-- EXERCISE DESCRIPTION --
Please extract every line of the data below that contains the word "roof".

-- INFORMATION PROVIDED --
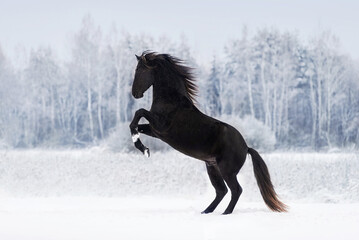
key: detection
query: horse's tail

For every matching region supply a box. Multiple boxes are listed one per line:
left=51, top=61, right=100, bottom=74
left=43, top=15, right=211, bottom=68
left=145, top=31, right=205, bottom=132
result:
left=248, top=148, right=288, bottom=212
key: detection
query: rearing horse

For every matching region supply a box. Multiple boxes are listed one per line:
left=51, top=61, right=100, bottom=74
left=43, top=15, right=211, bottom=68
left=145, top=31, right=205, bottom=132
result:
left=130, top=52, right=287, bottom=214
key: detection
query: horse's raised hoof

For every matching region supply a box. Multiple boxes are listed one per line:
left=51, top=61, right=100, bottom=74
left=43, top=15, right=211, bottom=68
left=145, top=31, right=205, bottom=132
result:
left=143, top=148, right=150, bottom=157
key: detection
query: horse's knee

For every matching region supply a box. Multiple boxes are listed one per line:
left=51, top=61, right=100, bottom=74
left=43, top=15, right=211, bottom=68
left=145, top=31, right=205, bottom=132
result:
left=216, top=187, right=228, bottom=197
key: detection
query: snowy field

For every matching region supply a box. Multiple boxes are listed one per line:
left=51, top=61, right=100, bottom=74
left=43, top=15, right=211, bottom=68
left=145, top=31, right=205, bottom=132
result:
left=0, top=149, right=359, bottom=240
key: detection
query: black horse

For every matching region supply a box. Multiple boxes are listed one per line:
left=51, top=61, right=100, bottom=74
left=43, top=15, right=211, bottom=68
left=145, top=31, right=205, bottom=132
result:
left=130, top=52, right=286, bottom=214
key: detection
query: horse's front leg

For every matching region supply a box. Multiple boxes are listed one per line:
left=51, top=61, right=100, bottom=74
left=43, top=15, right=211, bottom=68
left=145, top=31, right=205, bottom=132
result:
left=130, top=108, right=158, bottom=157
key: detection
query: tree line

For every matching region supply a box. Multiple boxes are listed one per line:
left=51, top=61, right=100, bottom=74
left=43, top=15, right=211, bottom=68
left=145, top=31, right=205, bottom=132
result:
left=0, top=16, right=359, bottom=149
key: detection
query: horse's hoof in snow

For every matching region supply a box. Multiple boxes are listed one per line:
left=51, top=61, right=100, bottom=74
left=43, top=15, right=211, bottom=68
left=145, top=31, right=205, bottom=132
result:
left=143, top=148, right=150, bottom=157
left=132, top=133, right=140, bottom=143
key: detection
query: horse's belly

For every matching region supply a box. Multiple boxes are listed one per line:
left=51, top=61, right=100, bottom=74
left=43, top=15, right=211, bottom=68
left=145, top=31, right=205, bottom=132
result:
left=162, top=117, right=219, bottom=160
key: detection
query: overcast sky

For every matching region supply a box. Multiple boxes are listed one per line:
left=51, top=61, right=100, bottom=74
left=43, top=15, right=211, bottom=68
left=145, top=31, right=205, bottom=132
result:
left=0, top=0, right=359, bottom=63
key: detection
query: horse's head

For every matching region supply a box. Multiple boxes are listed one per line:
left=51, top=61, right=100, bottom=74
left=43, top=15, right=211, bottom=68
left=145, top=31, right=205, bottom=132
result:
left=132, top=53, right=155, bottom=98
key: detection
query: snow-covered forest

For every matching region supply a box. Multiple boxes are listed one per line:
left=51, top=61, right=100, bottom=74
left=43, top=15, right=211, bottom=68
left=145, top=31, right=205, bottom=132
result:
left=0, top=16, right=359, bottom=150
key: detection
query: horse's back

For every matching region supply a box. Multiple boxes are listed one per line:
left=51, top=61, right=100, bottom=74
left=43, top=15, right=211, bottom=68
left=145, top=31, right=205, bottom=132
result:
left=160, top=107, right=247, bottom=163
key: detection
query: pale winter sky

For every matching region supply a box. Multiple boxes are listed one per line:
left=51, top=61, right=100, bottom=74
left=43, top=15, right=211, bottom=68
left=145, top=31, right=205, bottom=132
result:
left=0, top=0, right=359, bottom=61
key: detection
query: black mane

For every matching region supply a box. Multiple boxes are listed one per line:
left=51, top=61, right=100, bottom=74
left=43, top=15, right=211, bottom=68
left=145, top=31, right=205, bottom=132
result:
left=141, top=51, right=198, bottom=103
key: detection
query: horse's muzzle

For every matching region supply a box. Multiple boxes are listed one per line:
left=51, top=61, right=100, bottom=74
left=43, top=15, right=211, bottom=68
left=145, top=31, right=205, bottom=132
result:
left=132, top=92, right=143, bottom=99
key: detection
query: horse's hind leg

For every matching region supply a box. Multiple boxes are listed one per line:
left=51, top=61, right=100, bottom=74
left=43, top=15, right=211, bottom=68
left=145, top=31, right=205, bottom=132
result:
left=202, top=164, right=228, bottom=213
left=223, top=174, right=242, bottom=214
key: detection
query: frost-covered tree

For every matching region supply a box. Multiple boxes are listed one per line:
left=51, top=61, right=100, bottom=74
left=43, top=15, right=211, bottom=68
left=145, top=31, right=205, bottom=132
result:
left=206, top=58, right=222, bottom=116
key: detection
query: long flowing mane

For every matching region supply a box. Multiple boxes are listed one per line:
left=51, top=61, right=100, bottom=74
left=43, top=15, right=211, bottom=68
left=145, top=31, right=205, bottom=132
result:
left=142, top=51, right=198, bottom=103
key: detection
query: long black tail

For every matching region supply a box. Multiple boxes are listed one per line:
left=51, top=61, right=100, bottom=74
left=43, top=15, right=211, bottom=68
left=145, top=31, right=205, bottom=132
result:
left=248, top=148, right=288, bottom=212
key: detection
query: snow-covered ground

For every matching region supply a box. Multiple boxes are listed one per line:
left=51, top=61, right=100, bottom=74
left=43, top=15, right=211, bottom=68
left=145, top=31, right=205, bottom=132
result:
left=0, top=149, right=359, bottom=240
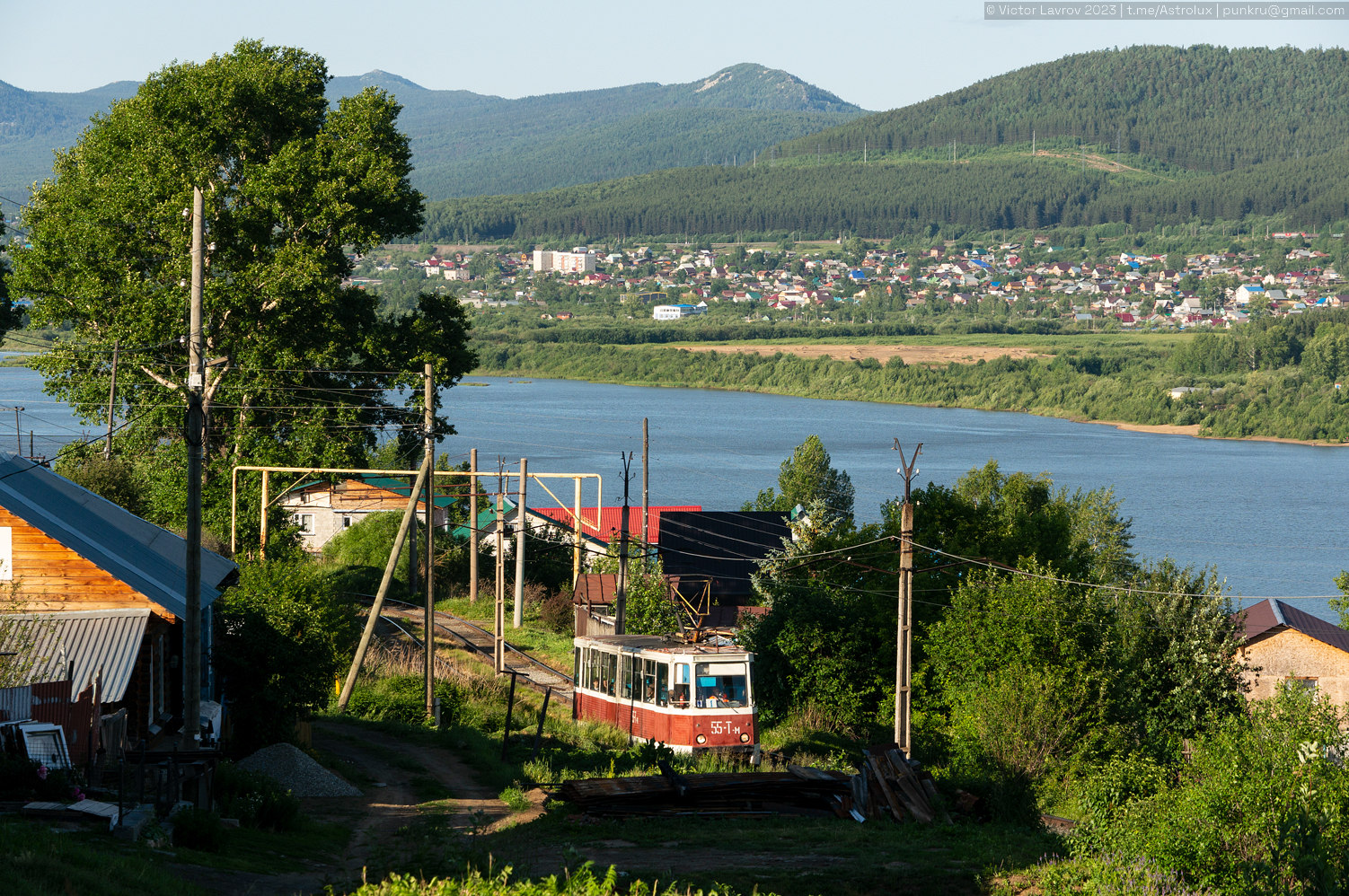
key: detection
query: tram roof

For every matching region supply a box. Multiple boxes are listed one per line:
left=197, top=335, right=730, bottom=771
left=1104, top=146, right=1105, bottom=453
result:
left=575, top=634, right=749, bottom=654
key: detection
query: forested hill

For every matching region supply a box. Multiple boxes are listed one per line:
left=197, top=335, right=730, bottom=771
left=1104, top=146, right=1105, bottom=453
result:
left=419, top=151, right=1349, bottom=243
left=328, top=64, right=863, bottom=199
left=0, top=64, right=865, bottom=205
left=424, top=46, right=1349, bottom=242
left=0, top=81, right=139, bottom=206
left=781, top=46, right=1349, bottom=171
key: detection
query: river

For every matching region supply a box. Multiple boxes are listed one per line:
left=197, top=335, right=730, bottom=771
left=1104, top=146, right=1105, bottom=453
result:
left=0, top=367, right=1349, bottom=619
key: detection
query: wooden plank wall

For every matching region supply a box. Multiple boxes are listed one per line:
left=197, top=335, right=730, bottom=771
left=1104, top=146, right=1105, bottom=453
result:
left=0, top=507, right=174, bottom=620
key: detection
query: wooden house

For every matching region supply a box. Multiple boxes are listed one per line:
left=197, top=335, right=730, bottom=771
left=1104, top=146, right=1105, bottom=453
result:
left=0, top=453, right=237, bottom=742
left=1239, top=598, right=1349, bottom=705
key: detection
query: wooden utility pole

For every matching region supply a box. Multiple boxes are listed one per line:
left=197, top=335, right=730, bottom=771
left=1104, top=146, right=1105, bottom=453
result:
left=895, top=438, right=922, bottom=757
left=613, top=452, right=632, bottom=634
left=338, top=459, right=430, bottom=713
left=511, top=458, right=529, bottom=628
left=423, top=363, right=436, bottom=718
left=492, top=477, right=506, bottom=675
left=468, top=448, right=478, bottom=603
left=642, top=417, right=651, bottom=553
left=181, top=186, right=207, bottom=751
left=102, top=338, right=121, bottom=461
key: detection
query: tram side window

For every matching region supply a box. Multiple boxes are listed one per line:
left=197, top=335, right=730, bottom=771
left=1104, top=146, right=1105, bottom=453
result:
left=696, top=663, right=749, bottom=710
left=672, top=663, right=688, bottom=708
left=642, top=660, right=656, bottom=703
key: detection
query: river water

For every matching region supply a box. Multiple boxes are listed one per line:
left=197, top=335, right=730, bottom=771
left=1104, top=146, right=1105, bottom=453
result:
left=0, top=367, right=1349, bottom=619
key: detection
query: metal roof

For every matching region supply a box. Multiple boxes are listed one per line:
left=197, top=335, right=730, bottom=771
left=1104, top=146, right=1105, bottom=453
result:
left=0, top=609, right=150, bottom=703
left=0, top=452, right=239, bottom=618
left=1233, top=598, right=1349, bottom=653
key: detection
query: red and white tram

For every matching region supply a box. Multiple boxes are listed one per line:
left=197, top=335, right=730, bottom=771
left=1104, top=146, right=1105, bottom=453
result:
left=572, top=634, right=758, bottom=753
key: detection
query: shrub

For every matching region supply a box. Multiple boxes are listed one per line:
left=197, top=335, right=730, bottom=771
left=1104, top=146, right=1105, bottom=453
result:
left=172, top=808, right=225, bottom=853
left=347, top=675, right=463, bottom=725
left=216, top=762, right=299, bottom=831
left=215, top=561, right=359, bottom=754
left=538, top=591, right=576, bottom=634
left=1074, top=689, right=1349, bottom=896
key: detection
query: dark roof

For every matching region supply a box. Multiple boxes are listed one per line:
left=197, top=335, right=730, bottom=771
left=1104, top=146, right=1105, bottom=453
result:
left=1236, top=598, right=1349, bottom=653
left=572, top=572, right=618, bottom=606
left=0, top=452, right=239, bottom=618
left=659, top=510, right=790, bottom=599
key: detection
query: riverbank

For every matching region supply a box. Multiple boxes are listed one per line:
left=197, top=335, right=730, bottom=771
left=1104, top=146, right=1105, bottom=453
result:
left=1089, top=419, right=1349, bottom=448
left=475, top=340, right=1349, bottom=445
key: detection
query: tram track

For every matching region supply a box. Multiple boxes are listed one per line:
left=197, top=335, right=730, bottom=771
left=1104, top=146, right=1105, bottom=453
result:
left=355, top=593, right=573, bottom=703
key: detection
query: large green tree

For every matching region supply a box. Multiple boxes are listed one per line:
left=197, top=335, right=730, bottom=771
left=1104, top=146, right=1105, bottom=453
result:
left=745, top=435, right=857, bottom=521
left=13, top=40, right=473, bottom=540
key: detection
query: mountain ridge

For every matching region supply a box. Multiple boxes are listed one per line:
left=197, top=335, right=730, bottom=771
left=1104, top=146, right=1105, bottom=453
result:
left=0, top=62, right=863, bottom=207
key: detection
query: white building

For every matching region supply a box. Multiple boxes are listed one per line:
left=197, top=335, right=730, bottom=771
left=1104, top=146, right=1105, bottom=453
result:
left=651, top=303, right=707, bottom=320
left=534, top=246, right=595, bottom=274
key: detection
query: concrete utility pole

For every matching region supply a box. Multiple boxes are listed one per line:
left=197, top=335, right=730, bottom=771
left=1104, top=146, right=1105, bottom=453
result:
left=423, top=365, right=436, bottom=718
left=492, top=477, right=506, bottom=675
left=338, top=459, right=432, bottom=713
left=511, top=458, right=529, bottom=628
left=468, top=448, right=478, bottom=603
left=895, top=438, right=922, bottom=757
left=613, top=452, right=632, bottom=634
left=102, top=338, right=121, bottom=461
left=181, top=186, right=205, bottom=751
left=642, top=417, right=651, bottom=553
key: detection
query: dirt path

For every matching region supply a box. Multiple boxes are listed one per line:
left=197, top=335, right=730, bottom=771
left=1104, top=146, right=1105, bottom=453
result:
left=175, top=719, right=515, bottom=896
left=682, top=343, right=1047, bottom=365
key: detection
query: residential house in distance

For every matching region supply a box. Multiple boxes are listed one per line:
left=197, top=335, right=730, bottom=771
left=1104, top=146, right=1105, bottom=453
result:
left=1237, top=598, right=1349, bottom=705
left=0, top=453, right=239, bottom=757
left=534, top=246, right=596, bottom=274
left=277, top=472, right=454, bottom=553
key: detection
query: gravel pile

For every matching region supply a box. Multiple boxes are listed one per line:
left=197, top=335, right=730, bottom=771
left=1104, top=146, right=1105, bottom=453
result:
left=239, top=743, right=360, bottom=796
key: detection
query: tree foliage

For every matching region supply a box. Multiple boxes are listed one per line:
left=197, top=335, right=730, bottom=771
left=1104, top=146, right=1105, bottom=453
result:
left=212, top=561, right=360, bottom=753
left=13, top=40, right=472, bottom=540
left=745, top=435, right=857, bottom=523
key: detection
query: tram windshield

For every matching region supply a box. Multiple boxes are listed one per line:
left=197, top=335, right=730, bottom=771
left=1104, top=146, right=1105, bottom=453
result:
left=693, top=663, right=750, bottom=710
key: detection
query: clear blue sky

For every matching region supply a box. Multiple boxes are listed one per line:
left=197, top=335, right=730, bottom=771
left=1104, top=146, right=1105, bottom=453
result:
left=0, top=0, right=1349, bottom=110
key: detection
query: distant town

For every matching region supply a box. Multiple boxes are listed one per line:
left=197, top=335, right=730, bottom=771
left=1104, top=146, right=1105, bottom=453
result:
left=349, top=233, right=1349, bottom=330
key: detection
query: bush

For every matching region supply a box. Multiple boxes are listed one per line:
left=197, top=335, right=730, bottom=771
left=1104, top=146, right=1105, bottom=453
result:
left=216, top=762, right=299, bottom=831
left=215, top=561, right=360, bottom=754
left=1074, top=689, right=1349, bottom=896
left=172, top=808, right=225, bottom=853
left=347, top=675, right=462, bottom=725
left=538, top=591, right=576, bottom=634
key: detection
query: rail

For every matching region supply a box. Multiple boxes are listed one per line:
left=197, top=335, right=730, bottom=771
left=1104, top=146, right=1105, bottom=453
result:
left=354, top=593, right=576, bottom=687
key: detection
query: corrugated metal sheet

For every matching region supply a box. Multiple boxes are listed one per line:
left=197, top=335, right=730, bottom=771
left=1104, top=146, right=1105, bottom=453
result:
left=0, top=609, right=150, bottom=703
left=0, top=452, right=239, bottom=617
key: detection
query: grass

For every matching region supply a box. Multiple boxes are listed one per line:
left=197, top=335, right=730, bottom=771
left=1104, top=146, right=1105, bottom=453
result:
left=436, top=595, right=572, bottom=672
left=0, top=821, right=202, bottom=896
left=410, top=805, right=1063, bottom=896
left=175, top=818, right=351, bottom=874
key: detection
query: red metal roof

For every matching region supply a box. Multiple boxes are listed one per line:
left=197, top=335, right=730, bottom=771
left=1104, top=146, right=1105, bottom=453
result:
left=530, top=505, right=701, bottom=544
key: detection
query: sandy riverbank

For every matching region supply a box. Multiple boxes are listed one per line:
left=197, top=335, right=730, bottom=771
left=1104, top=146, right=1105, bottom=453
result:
left=1074, top=419, right=1349, bottom=448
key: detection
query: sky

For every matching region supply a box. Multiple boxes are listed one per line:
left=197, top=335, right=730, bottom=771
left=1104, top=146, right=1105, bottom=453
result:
left=0, top=0, right=1349, bottom=110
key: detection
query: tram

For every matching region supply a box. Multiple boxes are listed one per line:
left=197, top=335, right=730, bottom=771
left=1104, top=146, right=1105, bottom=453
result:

-- COMPLETED EXERCISE --
query: tram roof
query: metal roof
query: dark roof
query: red metal roof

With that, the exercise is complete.